• Goal: Copy the lines below word for word, from the first line up to and including the line with "[396,385,515,406]". Leave the picture out of your copy.

-------- Provided information --------

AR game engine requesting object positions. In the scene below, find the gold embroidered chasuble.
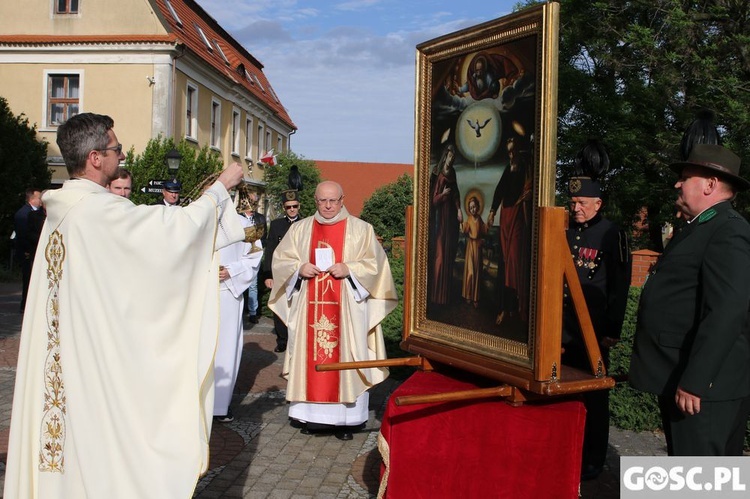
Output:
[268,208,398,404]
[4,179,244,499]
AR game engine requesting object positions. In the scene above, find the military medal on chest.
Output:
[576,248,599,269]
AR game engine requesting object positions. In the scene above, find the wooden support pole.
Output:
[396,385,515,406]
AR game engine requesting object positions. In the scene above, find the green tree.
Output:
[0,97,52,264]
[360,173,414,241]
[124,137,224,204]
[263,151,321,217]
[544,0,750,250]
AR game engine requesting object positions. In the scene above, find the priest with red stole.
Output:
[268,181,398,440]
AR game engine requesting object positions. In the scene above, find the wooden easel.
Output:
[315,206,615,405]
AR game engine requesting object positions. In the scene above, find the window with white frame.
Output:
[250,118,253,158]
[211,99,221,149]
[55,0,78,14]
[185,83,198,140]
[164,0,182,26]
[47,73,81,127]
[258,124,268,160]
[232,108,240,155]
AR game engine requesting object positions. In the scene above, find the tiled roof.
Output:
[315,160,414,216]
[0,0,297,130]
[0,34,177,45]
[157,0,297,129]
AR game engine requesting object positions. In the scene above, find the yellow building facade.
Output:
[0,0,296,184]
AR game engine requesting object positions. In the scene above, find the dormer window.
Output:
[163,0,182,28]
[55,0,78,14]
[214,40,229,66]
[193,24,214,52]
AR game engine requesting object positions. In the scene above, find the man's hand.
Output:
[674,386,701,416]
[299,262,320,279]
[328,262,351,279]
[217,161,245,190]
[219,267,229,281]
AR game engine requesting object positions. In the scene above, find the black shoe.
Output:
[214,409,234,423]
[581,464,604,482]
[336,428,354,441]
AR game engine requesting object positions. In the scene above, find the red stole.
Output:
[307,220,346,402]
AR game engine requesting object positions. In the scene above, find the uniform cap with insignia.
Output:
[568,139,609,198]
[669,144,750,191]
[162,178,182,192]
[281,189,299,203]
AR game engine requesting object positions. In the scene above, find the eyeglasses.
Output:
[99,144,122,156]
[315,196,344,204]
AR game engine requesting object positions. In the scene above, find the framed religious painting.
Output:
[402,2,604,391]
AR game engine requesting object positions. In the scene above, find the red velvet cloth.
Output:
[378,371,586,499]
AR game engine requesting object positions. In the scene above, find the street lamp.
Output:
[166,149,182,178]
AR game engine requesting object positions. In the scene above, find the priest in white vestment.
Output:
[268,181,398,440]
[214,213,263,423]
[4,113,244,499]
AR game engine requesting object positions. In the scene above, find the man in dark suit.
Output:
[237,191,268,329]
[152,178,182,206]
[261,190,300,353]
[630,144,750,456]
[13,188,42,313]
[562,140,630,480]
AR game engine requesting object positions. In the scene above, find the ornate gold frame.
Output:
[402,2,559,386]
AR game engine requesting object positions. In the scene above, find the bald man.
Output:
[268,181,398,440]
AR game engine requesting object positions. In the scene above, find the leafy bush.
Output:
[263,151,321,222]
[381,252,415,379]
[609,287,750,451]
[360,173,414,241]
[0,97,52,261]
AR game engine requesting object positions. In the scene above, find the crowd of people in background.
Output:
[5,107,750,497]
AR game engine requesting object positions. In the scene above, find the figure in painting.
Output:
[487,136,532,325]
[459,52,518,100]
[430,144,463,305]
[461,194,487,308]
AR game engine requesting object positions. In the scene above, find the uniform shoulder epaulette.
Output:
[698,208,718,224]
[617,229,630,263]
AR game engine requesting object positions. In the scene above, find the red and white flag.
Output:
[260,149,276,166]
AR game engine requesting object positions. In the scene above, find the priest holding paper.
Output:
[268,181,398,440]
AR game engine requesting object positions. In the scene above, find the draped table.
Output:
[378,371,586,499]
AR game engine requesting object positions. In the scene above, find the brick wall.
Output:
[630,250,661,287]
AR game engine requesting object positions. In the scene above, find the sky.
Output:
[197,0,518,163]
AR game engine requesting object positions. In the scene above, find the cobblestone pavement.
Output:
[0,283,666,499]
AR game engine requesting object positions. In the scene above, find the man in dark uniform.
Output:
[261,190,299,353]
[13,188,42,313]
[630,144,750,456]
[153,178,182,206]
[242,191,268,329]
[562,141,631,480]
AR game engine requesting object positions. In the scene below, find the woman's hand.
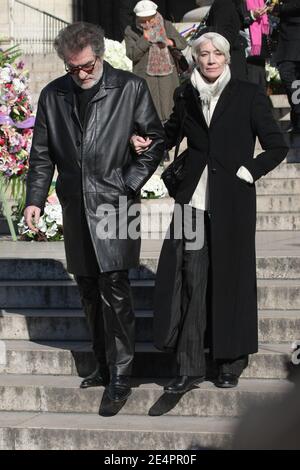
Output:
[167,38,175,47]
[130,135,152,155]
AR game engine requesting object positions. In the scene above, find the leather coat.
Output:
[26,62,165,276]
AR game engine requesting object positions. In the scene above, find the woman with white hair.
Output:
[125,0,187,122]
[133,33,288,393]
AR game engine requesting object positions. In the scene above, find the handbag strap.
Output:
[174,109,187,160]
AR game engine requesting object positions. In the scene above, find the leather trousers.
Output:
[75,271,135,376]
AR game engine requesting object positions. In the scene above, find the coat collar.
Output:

--------

• Answer to this exercise:
AR game engine requesting object positions. In the scene below, find the gold embroidered chasuble.
Output:
[268,208,398,404]
[4,179,244,499]
AR game engine requesting object positions. In the scene above, find the military medal on chest.
Output:
[576,248,599,269]
AR game engine requesting object positions. In the scene above, find the wooden support pole.
Output:
[396,385,515,406]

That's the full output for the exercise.